• [PASSAGE PROVIDED]:
══════════════════════════════

Monday, November 30, 2009

When Women Lose Their Sexual Desire

This morning everybody is whispering about Daniel Bergner's Sunday Times Magazine article: "Women Who Want to Want." Link here.

According to Bergner: "Studies suggest that around 30% of young and middle-aged women go through extended periods of feeling dim desire-- or feeling no wish for sex whatsoever."

He continues: "More than any other sexual problem-- the elusiveness of orgasm, say, or pain during sex-- women feel plagued by low desire."

This is not a new phenomenon. I recall the Times writing about this years ago. While I am far from confident that we should just accept the number 30% uncritically, clearly something is going on.

Bregner approaches the problem as a clinical phenomenon. Appropriately so. For my part I want to place the problem within a cultural context. For several decades now female sexuality has been a major front in the culture wars.

Beginning in the late 60s counterculture thinkers decided that the capitalist patriarchy had been built at the expense of female sexual desire and its satisfaction.

Where Freud had opined that civilization had advanced at the expense of human sexual desire, countercultural thinkers, especially feminists, narrowed the scope the declared that women's sexual freedom had been stifled by the male will-to-power.

Some thinkers even declared that the greatest threat to the patriarchy was the female orgasm and that women could lead a revolution to overthrow the capitalist order by having more and better orgasms.

It sounds quaint; it might even sound exaggerated; but in the nether regions of advanced theoretical thinking these were commonly accepted precepts.

While women's liberation had everything to do with job opportunities and careers, it also promised to free female sexuality from the shackles of male-dominant cultural mores.

══════════════════════════════

• [PARTS OF THE EXERCISE]:
• a. List every sexual problem named in the passage about women losing sexual desire.
• b. Continue the blog post about women losing sexual desire from the point where it stops.

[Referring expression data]
══════════════════════════════

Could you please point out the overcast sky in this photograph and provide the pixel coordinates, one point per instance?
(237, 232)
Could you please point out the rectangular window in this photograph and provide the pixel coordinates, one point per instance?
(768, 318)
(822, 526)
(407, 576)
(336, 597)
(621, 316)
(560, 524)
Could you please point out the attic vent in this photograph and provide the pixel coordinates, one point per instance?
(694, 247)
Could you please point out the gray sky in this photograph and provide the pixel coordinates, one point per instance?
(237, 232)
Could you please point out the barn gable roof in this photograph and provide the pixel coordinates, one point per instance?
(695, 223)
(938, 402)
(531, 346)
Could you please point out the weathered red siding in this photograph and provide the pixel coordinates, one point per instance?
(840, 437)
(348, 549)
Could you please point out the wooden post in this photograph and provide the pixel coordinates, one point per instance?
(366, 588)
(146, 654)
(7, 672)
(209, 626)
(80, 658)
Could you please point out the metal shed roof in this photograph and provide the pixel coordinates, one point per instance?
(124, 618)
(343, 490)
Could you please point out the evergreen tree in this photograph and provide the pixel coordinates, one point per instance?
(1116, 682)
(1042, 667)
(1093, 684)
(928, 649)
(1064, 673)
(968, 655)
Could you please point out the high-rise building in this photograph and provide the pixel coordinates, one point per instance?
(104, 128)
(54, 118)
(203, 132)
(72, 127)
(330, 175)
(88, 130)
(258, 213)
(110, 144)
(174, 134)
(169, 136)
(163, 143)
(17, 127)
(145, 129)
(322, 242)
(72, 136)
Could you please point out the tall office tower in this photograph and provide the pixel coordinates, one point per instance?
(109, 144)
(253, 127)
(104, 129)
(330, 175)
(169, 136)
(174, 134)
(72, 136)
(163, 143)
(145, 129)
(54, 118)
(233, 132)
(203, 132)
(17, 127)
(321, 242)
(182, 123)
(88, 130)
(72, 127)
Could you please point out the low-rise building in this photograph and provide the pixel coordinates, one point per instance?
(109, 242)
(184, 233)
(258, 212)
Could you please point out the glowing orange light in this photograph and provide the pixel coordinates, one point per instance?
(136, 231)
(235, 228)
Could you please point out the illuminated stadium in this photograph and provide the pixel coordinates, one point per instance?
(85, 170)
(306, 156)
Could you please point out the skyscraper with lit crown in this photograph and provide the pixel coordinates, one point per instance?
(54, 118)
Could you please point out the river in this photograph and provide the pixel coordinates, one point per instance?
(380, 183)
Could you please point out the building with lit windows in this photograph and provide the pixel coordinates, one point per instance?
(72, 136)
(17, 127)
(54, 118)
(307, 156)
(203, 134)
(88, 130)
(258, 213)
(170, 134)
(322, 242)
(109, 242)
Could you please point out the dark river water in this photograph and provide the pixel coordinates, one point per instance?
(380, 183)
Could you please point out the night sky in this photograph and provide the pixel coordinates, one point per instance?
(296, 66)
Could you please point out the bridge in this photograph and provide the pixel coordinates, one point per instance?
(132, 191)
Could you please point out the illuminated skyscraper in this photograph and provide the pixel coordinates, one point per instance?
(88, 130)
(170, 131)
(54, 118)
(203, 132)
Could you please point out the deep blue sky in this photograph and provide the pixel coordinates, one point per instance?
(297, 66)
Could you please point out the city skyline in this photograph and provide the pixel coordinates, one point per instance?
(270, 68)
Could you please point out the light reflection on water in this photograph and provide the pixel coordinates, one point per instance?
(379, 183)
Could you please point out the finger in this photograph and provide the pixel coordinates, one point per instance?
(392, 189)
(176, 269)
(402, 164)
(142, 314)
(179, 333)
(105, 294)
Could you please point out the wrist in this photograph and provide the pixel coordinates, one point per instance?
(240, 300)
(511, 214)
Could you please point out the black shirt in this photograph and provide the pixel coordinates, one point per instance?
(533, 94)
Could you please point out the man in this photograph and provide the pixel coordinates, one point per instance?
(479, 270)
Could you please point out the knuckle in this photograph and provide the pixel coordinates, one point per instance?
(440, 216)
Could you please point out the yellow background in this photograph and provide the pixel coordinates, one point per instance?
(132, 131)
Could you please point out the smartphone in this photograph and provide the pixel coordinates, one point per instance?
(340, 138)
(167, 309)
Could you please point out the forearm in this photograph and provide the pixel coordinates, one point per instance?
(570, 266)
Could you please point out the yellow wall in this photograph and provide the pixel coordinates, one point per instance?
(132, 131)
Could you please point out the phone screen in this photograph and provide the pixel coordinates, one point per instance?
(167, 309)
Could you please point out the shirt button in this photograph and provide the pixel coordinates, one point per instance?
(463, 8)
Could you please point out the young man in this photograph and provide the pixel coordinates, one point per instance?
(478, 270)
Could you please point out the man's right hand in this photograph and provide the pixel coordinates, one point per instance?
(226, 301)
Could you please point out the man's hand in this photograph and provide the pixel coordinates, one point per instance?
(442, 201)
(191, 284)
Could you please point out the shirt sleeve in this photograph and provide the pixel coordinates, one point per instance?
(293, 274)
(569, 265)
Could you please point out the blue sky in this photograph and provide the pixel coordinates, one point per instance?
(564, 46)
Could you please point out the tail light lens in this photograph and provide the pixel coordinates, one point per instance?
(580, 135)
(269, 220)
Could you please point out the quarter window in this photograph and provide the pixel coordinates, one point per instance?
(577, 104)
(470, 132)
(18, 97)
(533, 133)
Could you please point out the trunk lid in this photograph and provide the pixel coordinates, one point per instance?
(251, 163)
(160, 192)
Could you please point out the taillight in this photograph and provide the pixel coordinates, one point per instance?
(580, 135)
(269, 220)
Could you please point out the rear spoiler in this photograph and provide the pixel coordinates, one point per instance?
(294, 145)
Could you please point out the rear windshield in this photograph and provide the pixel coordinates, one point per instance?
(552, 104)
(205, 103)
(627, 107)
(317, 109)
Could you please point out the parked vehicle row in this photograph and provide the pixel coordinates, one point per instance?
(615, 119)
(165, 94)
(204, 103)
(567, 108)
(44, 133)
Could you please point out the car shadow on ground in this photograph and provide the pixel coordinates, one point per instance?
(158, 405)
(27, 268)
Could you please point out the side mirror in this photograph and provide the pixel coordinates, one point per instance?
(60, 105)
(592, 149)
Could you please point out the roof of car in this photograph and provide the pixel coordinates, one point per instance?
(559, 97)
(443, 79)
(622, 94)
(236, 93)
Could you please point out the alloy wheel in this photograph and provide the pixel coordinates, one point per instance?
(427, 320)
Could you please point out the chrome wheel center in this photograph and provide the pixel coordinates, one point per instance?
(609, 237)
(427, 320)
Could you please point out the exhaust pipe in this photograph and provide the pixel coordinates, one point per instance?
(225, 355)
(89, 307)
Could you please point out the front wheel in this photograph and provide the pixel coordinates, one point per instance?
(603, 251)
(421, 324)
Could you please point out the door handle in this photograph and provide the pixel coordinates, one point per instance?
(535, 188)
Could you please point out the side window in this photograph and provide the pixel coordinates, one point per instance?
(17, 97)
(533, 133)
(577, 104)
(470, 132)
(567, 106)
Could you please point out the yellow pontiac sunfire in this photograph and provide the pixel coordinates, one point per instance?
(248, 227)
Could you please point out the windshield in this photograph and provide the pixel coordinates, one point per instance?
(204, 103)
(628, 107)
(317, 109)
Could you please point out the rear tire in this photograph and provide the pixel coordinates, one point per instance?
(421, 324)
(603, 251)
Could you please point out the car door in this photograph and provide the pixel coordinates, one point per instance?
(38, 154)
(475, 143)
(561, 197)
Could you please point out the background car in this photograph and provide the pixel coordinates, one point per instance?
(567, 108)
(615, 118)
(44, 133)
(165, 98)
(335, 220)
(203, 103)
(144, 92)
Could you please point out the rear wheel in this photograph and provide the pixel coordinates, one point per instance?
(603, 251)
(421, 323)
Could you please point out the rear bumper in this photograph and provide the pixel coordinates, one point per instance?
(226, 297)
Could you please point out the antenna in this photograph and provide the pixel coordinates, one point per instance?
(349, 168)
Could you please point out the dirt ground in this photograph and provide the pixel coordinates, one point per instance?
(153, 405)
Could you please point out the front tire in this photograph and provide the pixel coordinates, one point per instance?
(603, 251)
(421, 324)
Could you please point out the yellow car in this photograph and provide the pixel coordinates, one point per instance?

══════════════════════════════

• [ACTIVITY ANSWERS]:
• a.
- the elusiveness of orgasm
- pain during sex
- low desire

• b.
How would this be done? Primarily by eliminating the risk of conception from the female sexual calculus. The birth control pill, a product of the early 60s, contributed to the cause, as did Roe v. Wade in the early 70s.

And, feminists worked overtime to remove the association of feminine sexuality with modesty and mystery. Open and honest were their bywords. A woman who hid her sexuality behind a veil or who did not allow it its fullest expression was denounced for being ashamed of her body.

In an important cultural transformation, virginity and prudery became stigmatized while sexual freedom became a sign of mental and emotional health.

Surely, this had an impact. Women learned how to enjoy their sexuality more freely. They started having sex more often, when and where they wished, with whom they wished, by and large suffering no greater consequences than men suffered when they abandoned themselves to sexual wantonness.

Eventually, a culture of hook-ups, booty calls, girls gone wild, and the New York Magazine "Sex Diaries" was born. For some of my recent thoughts, see this post.

Women became sexually liberated in ways their mothers would never have imagined. Truth be told, their liberation seemed more often to horrify their mothers than the patriarchs.

We should, of course, question the value of making male sexual behavior the gold standard for human sexual freedom. And we should ask whether this caricature of male sexual behavior is more fiction than truth. And we should also ask whether it makes any sense to say that male and female sexuality should ever be the same, or even roughly equivalent.

Finally, we should question the early feminist notion that human sexual experience was about exploitation and repression. Given the radical leftist provenance of advanced feminist theory it is not surprising that exploitation and repression should have been the predicates of choice.

Unfortunately, when you cloak human sexuality in notions about exploitation and oppression you make men and women into enemies, not partners. For men this might be arousing; for women it often kills desire.

But why are we surprised that so many women feel so little sexual desire? Didn't the cultural revolution, mixed with the feminist revolution, wring the femaleness out of female sexual experience.

If you remove fertility from the equation, you also remove notions of emotional connection and attachment. And you remove the extremely important role of relationships in female sexual desire.

Could it be that these cultural transformations ultimately only served to unsex women, to repress female sexual desire?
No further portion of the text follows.